- _WHAT THIS TASK INVOLVES_: From the entries below, gather each line containing the word "that".

- _DATASET EXCERPTS_:
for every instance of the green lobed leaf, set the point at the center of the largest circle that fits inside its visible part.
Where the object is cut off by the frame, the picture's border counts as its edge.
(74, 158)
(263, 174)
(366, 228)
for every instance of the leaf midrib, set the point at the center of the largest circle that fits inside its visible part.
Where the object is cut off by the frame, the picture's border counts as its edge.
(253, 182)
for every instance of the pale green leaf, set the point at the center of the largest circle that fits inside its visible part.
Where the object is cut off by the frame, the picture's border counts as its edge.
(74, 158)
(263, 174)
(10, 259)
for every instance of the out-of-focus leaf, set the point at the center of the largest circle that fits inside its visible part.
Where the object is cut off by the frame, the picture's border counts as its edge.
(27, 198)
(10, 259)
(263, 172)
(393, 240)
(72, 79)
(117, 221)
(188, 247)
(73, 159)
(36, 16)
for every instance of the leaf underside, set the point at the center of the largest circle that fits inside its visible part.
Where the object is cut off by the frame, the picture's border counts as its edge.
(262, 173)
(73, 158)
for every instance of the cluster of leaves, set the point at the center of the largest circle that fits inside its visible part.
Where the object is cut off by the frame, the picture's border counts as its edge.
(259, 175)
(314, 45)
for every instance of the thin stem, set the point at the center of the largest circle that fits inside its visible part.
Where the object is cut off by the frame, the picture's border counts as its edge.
--
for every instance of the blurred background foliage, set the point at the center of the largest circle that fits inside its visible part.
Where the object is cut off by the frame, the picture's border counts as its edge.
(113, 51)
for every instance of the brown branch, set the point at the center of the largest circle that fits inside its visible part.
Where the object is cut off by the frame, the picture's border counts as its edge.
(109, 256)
--
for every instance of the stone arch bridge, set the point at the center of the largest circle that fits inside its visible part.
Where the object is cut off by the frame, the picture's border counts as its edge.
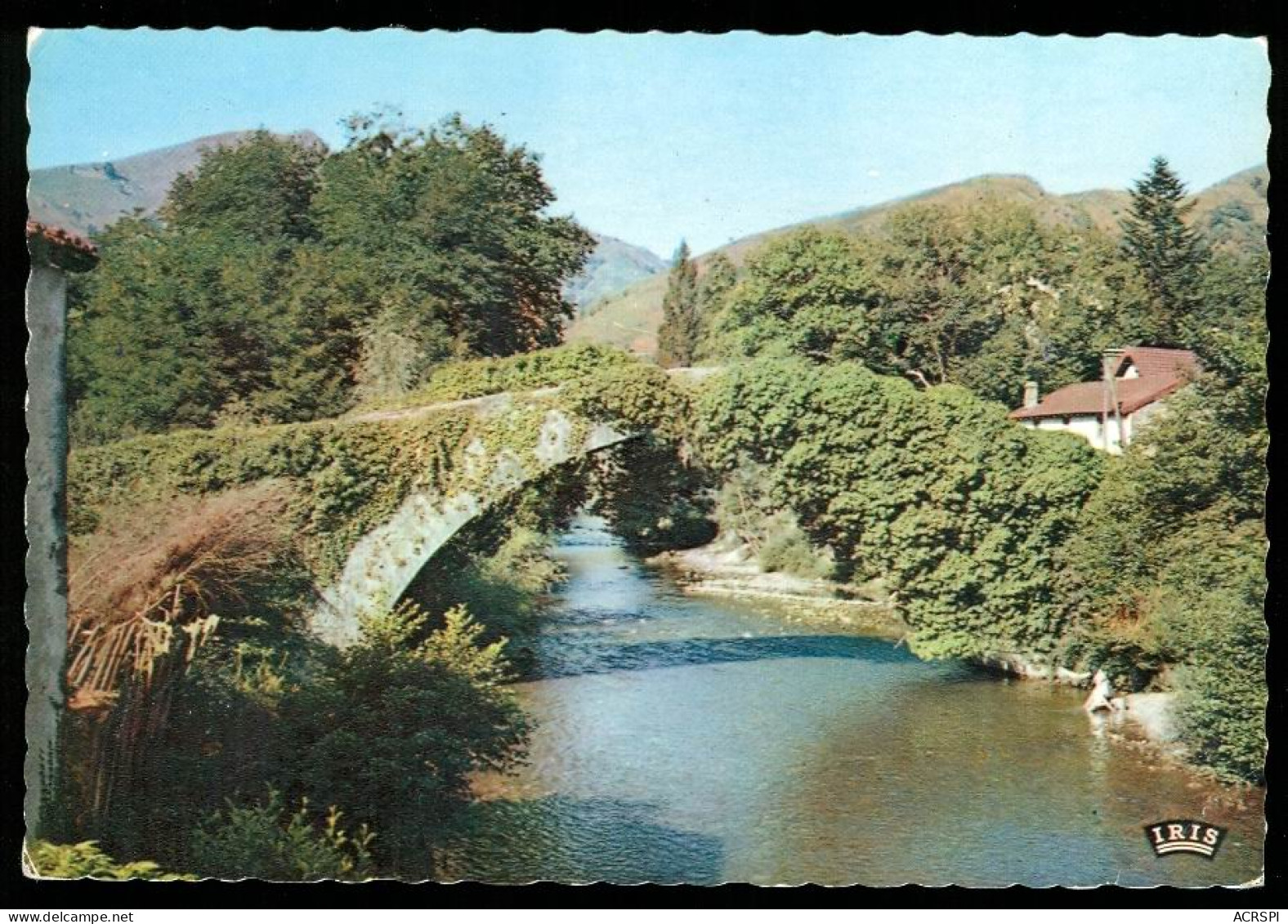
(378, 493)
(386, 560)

- _OUTPUT_:
for every instance of the green lobed leaf, set the point at the center of the largest circle that fits inside its visible part.
for every instance of the leaf midrib, set the point at the center of the largest circle that fits inside its visible part.
for every instance of the pale green leaf, set the point at the center of the largest circle that fits inside its visible part.
for every instance of the out-of-focus leaf, set the point at the center of the largest circle that fits inside its visible part.
for every instance of the leaf underside, set the point at the center of the largest circle that fits inside its visible part.
for every instance of the cluster of leaves, set the point at the center of the largest circle that fits inside its visible part.
for every instance of the thin stem, set the point at the center of the largest circle that fits inside its visible part.
for every instance of the blurred background foliage, set the point at the center of the largest circle that fits inside its visible part.
for every instance of the brown branch, set the point at the center of the largest circle that fits inside its visible part.
for every instance of the stone arch bridge, set the point at the center of the largest circle that fits inside its visible part.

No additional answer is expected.